Reading text:
################

The war could only end with the "unconditional surrender" of Germany and its Axis partners, as stated by President Franklin Roosevelt at the Casablanca Conference in January 1943. In February, Nazi Propaganda Minister Joseph Goebbels retaliated by issuing a German declaration of "Total War."
Amid a dwindling supply of manpower, the existence of an entire generation of ideologically pure boys, raised as Nazis, eager to fight for the Fatherland and even die for the Führer, could not be ignored. The result was the formation of the 12th SS-Panzer Division Hitlerjugend.
A recruitment drive began, drawing principally on 17-year-old volunteers, but younger members 16 and under eagerly joined. During July and August 1943, some 10,000 recruits arrived at the training camp in Beverloo, Belgium.

################

Set exercise 1:
Answer these questions from the passage on the Hitlerjugend division:
(a) Who called for "unconditional surrender," and at which conference?
(b) What was the full name of the division that was formed?
(c) In which town and country was the training camp?
Set exercise 2:
Write what follows the last sentence of the passage on the Hitlerjugend division.

Provided material:
################

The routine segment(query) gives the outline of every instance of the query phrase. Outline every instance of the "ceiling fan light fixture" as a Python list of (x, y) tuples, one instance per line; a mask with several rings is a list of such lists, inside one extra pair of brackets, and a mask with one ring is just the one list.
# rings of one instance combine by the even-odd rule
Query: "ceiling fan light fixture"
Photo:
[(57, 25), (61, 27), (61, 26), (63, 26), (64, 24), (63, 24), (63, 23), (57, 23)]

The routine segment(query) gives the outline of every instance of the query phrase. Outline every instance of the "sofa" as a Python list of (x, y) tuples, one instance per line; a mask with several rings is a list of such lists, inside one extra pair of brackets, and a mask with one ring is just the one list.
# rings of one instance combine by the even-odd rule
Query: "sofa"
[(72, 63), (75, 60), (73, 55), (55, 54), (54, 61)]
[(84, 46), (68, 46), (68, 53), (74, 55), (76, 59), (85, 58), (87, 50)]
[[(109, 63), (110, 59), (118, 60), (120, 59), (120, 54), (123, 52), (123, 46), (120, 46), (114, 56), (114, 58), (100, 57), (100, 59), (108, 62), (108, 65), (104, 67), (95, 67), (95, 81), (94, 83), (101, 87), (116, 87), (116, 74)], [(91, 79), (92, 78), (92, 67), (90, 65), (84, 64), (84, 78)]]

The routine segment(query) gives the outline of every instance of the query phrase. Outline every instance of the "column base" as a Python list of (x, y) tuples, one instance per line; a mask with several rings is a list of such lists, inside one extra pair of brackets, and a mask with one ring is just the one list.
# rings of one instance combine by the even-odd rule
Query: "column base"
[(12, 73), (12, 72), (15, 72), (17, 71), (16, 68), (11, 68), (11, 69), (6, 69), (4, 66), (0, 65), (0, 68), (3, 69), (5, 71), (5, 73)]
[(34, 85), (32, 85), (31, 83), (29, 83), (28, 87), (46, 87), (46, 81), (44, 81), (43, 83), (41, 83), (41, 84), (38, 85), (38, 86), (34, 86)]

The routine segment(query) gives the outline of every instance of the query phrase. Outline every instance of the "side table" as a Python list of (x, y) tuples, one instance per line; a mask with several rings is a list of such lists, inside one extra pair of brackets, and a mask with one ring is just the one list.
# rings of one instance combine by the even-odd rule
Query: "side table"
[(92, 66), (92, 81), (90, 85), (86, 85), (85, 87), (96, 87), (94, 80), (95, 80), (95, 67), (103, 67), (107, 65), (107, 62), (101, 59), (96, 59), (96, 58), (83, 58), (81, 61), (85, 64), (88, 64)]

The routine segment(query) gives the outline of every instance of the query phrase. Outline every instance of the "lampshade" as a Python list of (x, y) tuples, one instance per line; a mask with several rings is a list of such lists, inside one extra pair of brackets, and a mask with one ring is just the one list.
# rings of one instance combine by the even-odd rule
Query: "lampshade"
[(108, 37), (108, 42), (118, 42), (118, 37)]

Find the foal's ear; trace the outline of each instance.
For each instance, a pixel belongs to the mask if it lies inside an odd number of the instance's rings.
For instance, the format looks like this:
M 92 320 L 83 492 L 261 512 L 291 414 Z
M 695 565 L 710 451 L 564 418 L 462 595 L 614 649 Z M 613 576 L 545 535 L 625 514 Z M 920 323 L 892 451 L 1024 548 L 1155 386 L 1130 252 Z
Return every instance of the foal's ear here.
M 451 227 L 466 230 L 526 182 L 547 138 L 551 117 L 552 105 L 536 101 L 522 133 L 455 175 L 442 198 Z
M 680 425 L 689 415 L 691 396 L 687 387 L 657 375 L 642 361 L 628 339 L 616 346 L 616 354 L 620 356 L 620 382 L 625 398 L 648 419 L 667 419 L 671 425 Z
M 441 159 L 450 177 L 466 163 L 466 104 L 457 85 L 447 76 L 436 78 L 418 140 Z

################

Task response 1:
(a) President Franklin Roosevelt, at the Casablanca Conference in January 1943.
(b) The 12th SS-Panzer Division Hitlerjugend.
(c) Beverloo, Belgium.

Task response 2:
To fill out the HJ Division with enough experienced soldiers and officers, Waffen-SS survivors from the Russian Front, including members of the elite Leibstandarte-SS Adolf Hitler, were brought in. Fifty officers from the Wehrmacht, who were former Hitler Youth leaders, were also reassigned to the division. The remaining shortage of squad and section leaders was filled with Hitler Youth members who had demonstrated leadership aptitude during HJ paramilitary training exercises. The division was placed under of the command of 34-year-old Major General Fritz Witt, who had also been a Hitler Youth, dating back before 1933."


"The shocking fanaticism and reckless bravery of the Hitler Youth in battle astounded the British and Canadians who fought them. They sprang like wolves against tanks. If they were encircled or outnumbered, they fought-on until there were no survivors. Young boys, years away from their first shave, had to be shot dead by Allied soldiers, old enough, in some cases, to be their fathers. The "fearless, cruel, domineering" youth Hitler had wanted had now come of age and arrived on the battlefield with utter contempt for danger and little regard for their own lives. This soon resulted in the near destruction of the entire division."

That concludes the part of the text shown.